• WHAT YOU WILL DO
Return every line of the records below without any change.

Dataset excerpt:
==================================================

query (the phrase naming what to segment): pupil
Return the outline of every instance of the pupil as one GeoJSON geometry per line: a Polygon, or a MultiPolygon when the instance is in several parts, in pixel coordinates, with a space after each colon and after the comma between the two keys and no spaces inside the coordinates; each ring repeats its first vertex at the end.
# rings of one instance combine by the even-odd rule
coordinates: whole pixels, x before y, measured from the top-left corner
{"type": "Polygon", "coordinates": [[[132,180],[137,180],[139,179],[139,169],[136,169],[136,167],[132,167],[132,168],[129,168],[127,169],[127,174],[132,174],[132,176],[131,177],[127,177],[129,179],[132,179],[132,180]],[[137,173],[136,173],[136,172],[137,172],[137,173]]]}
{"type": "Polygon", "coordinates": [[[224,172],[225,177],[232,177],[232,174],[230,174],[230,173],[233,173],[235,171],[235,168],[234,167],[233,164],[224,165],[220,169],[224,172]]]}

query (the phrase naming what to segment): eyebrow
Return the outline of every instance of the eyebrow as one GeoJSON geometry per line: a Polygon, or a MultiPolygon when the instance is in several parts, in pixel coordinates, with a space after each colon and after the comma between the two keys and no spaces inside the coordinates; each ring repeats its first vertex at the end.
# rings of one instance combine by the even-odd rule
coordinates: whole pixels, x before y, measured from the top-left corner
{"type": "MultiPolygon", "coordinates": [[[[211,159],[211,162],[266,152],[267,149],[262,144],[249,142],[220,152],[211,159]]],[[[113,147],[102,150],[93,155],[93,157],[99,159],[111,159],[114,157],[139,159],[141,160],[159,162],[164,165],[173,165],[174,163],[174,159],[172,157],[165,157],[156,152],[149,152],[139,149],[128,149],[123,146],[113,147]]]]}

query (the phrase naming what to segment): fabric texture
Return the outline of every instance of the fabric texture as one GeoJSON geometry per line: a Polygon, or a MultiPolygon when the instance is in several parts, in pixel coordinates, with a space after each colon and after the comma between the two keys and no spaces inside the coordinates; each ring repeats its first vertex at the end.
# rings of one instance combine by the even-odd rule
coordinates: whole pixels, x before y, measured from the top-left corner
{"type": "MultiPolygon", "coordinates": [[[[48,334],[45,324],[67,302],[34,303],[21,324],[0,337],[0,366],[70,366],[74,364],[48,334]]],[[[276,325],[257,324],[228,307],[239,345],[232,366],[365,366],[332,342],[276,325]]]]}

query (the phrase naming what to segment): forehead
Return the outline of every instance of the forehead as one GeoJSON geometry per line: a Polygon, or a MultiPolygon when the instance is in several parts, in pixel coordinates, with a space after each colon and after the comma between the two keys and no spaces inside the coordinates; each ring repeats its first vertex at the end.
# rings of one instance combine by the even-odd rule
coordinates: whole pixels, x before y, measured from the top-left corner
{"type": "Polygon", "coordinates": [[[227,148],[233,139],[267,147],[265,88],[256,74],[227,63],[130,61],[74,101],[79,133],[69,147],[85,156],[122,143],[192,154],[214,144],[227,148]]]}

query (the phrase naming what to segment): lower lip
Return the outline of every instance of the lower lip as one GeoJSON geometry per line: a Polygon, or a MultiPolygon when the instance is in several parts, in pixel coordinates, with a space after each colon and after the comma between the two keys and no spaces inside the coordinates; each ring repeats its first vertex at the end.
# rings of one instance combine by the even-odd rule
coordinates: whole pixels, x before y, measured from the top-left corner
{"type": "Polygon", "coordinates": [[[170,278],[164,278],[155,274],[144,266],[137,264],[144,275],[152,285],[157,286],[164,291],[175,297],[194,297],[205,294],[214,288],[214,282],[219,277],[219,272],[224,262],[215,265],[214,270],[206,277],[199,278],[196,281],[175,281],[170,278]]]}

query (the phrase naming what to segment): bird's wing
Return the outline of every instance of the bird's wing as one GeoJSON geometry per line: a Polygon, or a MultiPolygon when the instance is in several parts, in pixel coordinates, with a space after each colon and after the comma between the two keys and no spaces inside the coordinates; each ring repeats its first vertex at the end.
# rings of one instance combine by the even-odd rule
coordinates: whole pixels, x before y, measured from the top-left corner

==================================================

• ANSWER TO THIS EXERCISE
query (the phrase naming what to segment): pupil
Return the outline of every instance of the pupil as one GeoJSON geometry per line: a Polygon, or a MultiPolygon when the instance is in several parts, in pixel coordinates, with a space after each colon and after the comma between the two keys and no spaces inside the coordinates; each ring repeats its first vertex at the end.
# rings of one instance combine by the even-odd rule
coordinates: whole pixels, x before y, measured from the top-left corner
{"type": "Polygon", "coordinates": [[[132,180],[137,180],[139,179],[139,169],[136,169],[136,167],[132,167],[132,168],[129,168],[127,169],[127,174],[132,174],[132,176],[131,177],[127,177],[129,179],[132,179],[132,180]],[[137,173],[136,173],[136,172],[137,172],[137,173]]]}
{"type": "Polygon", "coordinates": [[[224,172],[225,177],[232,177],[232,174],[230,174],[230,173],[233,173],[235,171],[235,168],[234,167],[233,164],[224,165],[220,169],[224,172]]]}

query (the phrase naming what to segment): eyebrow
Return the outline of every instance of the eyebrow as one GeoJSON geometry per line: a Polygon, or a MultiPolygon when the instance is in several parts, in pixel coordinates, with a space after each colon and after the comma between the two keys and no spaces inside the coordinates; each ring repeats its first vertex at the end.
# rings of one instance combine by the even-odd rule
coordinates: whole pixels, x before y, measured from the top-left corner
{"type": "MultiPolygon", "coordinates": [[[[211,159],[211,162],[266,152],[267,149],[262,144],[249,142],[220,152],[211,159]]],[[[113,147],[102,150],[93,155],[93,157],[99,159],[111,159],[114,157],[139,159],[141,160],[159,162],[164,165],[173,165],[174,163],[174,159],[172,157],[165,157],[156,152],[149,152],[139,149],[128,149],[123,146],[113,147]]]]}

query (the phrase naming what to segment): fabric texture
Return the outline of every instance of the fabric texture as one GeoJSON geometry per line: a Polygon, or a MultiPolygon when the instance is in several parts, in pixel coordinates, with a space after each colon and after the comma between the two keys and no spaces inside the coordinates; each ring repeats its first vertex at the end.
# rings of one instance combine by the even-odd rule
coordinates: whole pixels, x before y, measured from the top-left corner
{"type": "MultiPolygon", "coordinates": [[[[48,334],[45,324],[67,302],[34,303],[21,324],[0,337],[0,366],[70,366],[74,364],[48,334]]],[[[276,325],[257,324],[228,307],[239,345],[232,366],[365,366],[332,342],[276,325]]]]}

query (the phrase naming what to segment): forehead
Return the outline of every instance of the forehead as one GeoJSON geometry per line: a Polygon, or a MultiPolygon when the instance is in several parts, in pixel coordinates, with a space after each colon and after the comma between the two keys and no spaces inside the coordinates; each ring repeats its first vertex at the end.
# rings of one instance combine by the even-odd rule
coordinates: whole pixels, x before y, measured from the top-left corner
{"type": "Polygon", "coordinates": [[[227,148],[233,139],[267,147],[265,88],[256,74],[227,63],[130,61],[74,101],[79,133],[69,147],[85,156],[122,143],[192,154],[214,144],[227,148]]]}

query (the phrase naming what to segment): lower lip
Return the outline of every instance of the lower lip as one GeoJSON geometry per line: a Polygon, or a MultiPolygon when the instance is in several parts, in pixel coordinates, with a space after each colon and after the comma between the two keys and no spaces inside the coordinates; each ring repeats its first vertex at the end.
# rings of one instance combine by the even-odd rule
coordinates: whole pixels, x before y, measured from the top-left corner
{"type": "Polygon", "coordinates": [[[170,278],[164,278],[155,274],[144,266],[137,264],[144,275],[152,285],[157,286],[164,291],[175,297],[194,297],[205,294],[214,288],[214,282],[219,277],[219,272],[224,262],[215,265],[214,270],[206,277],[199,278],[196,281],[175,281],[170,278]]]}

query (the phrase naming what to segment): bird's wing
Return the outline of every instance of the bird's wing as one GeoJSON geometry per line: a Polygon, or a MultiPolygon when the instance is in several parts, in pixel coordinates, with a space after each colon and after the comma between the two keys and no spaces inside the coordinates; each ring repeats its first vertex at the end.
# rings of one instance combine by the even-odd rule
coordinates: whole pixels, x before y, measured from the top-left corner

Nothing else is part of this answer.